→ Your goal
Reproduce every line of the data below verbatim, without any alteration.

** START OF Provided data **

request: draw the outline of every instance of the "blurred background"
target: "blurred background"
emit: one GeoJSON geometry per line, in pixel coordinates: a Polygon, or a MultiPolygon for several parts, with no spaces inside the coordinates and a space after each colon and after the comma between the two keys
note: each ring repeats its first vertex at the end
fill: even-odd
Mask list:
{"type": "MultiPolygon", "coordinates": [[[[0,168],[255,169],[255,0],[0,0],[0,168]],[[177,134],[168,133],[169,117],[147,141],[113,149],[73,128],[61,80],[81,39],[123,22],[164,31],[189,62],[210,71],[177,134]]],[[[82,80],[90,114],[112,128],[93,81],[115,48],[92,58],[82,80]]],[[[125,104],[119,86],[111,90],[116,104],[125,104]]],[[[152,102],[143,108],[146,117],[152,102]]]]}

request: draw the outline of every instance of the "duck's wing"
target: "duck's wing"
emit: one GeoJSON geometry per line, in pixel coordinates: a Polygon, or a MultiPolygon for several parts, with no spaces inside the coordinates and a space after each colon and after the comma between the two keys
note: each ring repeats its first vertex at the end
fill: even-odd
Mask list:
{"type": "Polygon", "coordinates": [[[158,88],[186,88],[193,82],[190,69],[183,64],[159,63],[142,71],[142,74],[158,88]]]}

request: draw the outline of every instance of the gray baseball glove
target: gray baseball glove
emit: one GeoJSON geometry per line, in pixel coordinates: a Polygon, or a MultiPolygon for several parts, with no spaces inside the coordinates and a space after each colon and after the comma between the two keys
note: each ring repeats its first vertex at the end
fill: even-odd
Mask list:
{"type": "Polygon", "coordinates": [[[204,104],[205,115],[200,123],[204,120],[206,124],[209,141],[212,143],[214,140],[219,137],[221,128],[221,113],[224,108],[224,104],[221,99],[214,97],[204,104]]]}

** END OF Provided data **

→ Written solution
request: draw the outline of every instance of the "blurred background"
target: "blurred background"
emit: one GeoJSON geometry per line, in pixel coordinates: a Polygon, or a MultiPolygon for several parts, with no spaces inside the coordinates and a space after each colon and after the comma between the two keys
note: each ring repeats its first vertex at the end
fill: even-odd
Mask list:
{"type": "MultiPolygon", "coordinates": [[[[0,168],[255,169],[255,0],[0,0],[0,168]],[[177,134],[168,133],[169,117],[147,141],[113,149],[73,128],[61,80],[81,39],[123,22],[164,31],[189,62],[210,71],[177,134]]],[[[82,80],[90,114],[112,128],[93,81],[115,48],[92,58],[82,80]]],[[[125,104],[119,86],[111,90],[116,104],[125,104]]],[[[152,102],[143,108],[146,117],[152,102]]]]}

request: draw the outline of every instance of the "duck's wing"
target: "duck's wing"
emit: one GeoJSON geometry per line, in pixel coordinates: a Polygon, or a MultiPolygon for several parts, with no spaces inside the coordinates and a space after each colon and after the comma between the two keys
note: each ring repeats its first vertex at the end
fill: even-odd
Mask list:
{"type": "Polygon", "coordinates": [[[158,88],[186,88],[193,82],[190,69],[183,64],[159,63],[142,71],[142,74],[158,88]]]}

request: draw the outline of every instance of the gray baseball glove
target: gray baseball glove
emit: one GeoJSON geometry per line, in pixel coordinates: a Polygon, or a MultiPolygon for several parts, with no spaces inside the coordinates and a space after each colon and after the comma between the two keys
note: each ring repeats its first vertex at the end
fill: even-odd
Mask list:
{"type": "Polygon", "coordinates": [[[204,104],[205,115],[200,123],[204,120],[206,124],[209,141],[212,143],[214,140],[219,137],[221,128],[221,113],[224,108],[224,104],[221,99],[214,97],[204,104]]]}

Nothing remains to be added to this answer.